** Opening RECORDS TO PROCESS block **
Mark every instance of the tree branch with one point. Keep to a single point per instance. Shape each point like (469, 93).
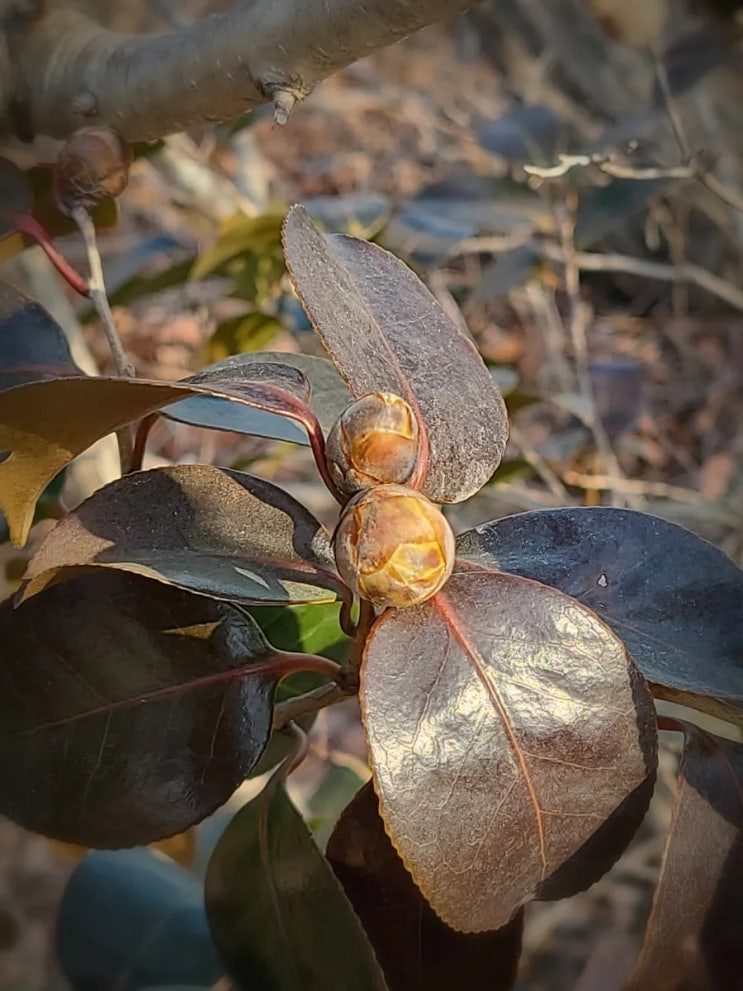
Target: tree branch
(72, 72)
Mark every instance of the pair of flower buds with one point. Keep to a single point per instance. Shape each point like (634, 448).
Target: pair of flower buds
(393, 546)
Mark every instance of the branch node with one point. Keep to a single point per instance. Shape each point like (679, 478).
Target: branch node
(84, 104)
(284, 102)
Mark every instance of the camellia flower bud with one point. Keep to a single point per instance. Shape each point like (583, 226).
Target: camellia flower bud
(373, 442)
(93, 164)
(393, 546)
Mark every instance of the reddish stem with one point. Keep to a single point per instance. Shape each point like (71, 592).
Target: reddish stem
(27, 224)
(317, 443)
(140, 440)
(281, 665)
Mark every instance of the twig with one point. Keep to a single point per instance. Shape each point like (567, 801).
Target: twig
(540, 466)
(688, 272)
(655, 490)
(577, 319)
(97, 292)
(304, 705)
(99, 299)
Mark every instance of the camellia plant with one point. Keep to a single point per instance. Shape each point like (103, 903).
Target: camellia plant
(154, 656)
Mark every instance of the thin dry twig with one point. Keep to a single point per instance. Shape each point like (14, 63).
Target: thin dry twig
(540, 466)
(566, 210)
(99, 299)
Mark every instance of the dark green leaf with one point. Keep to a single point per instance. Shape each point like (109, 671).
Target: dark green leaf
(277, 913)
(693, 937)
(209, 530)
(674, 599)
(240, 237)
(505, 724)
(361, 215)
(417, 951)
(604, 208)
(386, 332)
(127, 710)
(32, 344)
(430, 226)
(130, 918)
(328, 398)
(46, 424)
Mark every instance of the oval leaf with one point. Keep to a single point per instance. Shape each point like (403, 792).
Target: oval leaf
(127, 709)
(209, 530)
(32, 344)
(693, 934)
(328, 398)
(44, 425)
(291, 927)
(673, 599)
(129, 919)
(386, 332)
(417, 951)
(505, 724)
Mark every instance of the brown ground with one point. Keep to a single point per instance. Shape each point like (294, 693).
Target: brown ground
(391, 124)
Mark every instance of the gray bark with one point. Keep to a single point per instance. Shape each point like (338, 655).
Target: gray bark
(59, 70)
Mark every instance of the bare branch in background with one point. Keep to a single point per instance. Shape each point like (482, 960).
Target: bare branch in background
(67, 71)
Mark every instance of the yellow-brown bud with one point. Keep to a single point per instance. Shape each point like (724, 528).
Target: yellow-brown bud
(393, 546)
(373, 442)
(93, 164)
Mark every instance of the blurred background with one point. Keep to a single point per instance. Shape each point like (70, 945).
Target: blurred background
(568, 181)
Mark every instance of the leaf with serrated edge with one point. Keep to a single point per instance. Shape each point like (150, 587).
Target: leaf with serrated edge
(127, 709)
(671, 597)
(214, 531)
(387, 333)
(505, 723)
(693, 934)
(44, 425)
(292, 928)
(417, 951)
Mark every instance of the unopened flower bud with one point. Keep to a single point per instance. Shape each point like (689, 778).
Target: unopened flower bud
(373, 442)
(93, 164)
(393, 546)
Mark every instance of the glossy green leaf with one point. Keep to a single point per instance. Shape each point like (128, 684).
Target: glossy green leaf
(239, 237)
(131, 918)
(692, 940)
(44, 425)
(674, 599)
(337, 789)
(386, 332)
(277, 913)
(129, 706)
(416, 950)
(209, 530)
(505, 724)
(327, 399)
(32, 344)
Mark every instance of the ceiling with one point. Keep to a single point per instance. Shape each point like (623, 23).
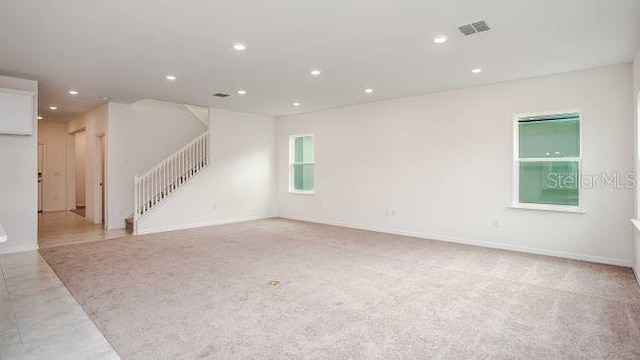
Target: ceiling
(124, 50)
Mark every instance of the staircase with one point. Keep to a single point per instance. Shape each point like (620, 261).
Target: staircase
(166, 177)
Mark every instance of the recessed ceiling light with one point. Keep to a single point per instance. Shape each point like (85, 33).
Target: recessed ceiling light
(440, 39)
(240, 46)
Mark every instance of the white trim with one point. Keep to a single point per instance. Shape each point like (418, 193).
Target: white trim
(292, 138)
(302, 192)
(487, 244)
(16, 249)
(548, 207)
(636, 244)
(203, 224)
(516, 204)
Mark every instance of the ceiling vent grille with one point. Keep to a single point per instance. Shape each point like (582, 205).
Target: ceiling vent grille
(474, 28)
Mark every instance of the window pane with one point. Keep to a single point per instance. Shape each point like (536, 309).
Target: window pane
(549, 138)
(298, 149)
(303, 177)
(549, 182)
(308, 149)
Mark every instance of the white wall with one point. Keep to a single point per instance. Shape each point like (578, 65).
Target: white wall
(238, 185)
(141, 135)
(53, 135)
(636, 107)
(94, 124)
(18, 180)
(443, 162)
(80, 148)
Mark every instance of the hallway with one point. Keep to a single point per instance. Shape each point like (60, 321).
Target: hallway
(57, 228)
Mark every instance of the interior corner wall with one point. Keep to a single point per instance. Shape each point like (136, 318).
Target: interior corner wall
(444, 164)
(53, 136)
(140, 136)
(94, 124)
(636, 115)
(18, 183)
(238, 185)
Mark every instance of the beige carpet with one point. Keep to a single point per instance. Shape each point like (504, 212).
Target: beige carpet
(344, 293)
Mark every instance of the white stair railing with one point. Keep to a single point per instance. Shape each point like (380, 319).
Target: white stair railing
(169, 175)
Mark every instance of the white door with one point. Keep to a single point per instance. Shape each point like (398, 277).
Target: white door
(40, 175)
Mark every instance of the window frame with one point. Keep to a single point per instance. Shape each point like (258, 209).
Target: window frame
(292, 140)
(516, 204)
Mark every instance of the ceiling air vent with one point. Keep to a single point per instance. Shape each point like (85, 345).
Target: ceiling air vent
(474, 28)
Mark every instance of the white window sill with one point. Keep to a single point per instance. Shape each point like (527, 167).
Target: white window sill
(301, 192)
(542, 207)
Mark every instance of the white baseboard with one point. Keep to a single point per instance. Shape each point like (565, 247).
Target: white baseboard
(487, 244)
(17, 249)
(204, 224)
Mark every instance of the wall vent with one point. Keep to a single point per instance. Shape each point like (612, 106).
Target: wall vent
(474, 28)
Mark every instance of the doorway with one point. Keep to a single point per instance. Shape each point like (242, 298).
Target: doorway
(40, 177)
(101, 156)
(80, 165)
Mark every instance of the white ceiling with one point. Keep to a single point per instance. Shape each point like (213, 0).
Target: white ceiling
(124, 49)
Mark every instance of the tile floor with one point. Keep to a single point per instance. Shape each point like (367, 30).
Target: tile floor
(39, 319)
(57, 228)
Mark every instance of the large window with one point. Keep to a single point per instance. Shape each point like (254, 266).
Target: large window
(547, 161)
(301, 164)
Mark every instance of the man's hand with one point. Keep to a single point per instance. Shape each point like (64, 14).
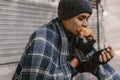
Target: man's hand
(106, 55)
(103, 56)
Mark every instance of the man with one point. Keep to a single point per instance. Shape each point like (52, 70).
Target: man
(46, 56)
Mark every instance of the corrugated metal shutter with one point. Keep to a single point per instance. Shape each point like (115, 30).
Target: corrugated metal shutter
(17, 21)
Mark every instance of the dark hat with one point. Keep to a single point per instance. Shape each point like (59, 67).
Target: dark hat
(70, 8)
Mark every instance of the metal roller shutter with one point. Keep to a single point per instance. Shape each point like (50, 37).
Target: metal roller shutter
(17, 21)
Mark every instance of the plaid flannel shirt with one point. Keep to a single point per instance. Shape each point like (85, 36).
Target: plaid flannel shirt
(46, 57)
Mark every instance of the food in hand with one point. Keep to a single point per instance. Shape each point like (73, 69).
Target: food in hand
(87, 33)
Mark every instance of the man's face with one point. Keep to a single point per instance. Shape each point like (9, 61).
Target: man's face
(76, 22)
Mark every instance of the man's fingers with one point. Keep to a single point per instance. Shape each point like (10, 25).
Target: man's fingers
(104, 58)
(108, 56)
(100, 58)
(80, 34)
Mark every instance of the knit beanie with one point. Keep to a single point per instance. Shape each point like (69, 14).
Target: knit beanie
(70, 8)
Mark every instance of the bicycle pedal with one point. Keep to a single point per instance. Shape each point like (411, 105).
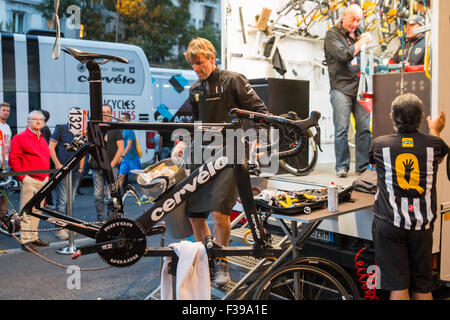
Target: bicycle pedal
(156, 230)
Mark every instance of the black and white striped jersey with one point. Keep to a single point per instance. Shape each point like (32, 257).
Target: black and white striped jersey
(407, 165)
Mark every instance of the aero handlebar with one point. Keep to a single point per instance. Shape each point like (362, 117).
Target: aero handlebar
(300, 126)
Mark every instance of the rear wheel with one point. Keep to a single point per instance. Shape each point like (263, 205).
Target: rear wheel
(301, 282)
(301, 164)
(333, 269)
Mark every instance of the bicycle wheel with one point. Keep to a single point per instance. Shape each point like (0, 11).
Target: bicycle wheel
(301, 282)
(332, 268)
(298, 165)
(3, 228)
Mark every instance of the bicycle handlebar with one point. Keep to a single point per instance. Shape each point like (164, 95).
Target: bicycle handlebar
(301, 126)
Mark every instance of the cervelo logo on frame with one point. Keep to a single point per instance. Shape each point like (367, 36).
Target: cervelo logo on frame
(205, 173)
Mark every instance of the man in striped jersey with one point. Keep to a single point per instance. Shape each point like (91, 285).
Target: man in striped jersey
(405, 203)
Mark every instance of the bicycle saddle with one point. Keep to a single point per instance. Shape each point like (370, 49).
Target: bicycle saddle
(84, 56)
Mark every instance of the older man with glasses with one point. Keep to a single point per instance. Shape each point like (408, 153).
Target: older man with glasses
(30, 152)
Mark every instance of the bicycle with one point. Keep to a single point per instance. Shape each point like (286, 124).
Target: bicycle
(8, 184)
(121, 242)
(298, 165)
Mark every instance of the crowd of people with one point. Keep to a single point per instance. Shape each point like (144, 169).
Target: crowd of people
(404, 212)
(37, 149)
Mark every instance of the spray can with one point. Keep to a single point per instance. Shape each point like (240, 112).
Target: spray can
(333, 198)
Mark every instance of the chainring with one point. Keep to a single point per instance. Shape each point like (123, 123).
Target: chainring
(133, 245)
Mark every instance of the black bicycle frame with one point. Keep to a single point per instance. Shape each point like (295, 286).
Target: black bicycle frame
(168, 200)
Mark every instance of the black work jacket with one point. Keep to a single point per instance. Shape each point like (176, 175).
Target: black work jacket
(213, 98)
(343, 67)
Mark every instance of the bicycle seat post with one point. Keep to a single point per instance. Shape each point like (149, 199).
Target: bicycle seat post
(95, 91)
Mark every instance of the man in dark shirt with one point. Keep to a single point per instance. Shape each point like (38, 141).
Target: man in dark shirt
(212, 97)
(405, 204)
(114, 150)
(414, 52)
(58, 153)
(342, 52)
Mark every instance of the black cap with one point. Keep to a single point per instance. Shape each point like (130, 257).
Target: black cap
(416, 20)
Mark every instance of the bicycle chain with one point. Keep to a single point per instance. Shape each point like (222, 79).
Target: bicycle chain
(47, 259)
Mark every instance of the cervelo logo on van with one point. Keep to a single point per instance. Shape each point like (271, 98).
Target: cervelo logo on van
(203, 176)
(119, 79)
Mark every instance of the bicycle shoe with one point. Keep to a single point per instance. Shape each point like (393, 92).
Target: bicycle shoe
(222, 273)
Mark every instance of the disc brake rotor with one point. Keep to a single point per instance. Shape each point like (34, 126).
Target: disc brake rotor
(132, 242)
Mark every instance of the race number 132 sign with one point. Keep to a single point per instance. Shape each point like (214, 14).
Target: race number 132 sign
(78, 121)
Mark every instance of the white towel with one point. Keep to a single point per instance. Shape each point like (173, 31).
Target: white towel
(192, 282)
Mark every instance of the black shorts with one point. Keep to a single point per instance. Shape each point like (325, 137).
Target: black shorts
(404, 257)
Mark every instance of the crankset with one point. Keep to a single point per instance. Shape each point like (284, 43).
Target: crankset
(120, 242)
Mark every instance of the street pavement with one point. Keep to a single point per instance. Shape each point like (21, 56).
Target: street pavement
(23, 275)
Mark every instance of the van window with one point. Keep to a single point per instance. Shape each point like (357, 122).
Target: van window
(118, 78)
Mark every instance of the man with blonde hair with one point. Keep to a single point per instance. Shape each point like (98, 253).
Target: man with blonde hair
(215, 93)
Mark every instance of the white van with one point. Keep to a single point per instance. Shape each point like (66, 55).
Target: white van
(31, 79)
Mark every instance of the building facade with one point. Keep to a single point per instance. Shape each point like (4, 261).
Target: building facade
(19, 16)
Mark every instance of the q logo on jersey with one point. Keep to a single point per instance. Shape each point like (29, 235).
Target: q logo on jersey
** Closing RECORDS TO PROCESS block **
» **TASK GOAL**:
Above are the records; print exactly the lines from the line with "Mark every instance of the man's fingers" to the line with "Mark every instance of the bicycle pedal", including both, and nothing else.

» **ANSWER SPACE**:
Mark every instance of the man's fingers with one point. Keep to a single point per instance. Shape each point like (10, 25).
Target: man's fingers
(104, 58)
(108, 56)
(100, 58)
(80, 34)
Mark every instance of the knit beanie with one point. Keep to a single point per instance. Shape each point like (69, 14).
Target: knit beanie
(70, 8)
Mark every instance of the bicycle pedal with one point. Keep to a single point per instance. Shape each point like (411, 105).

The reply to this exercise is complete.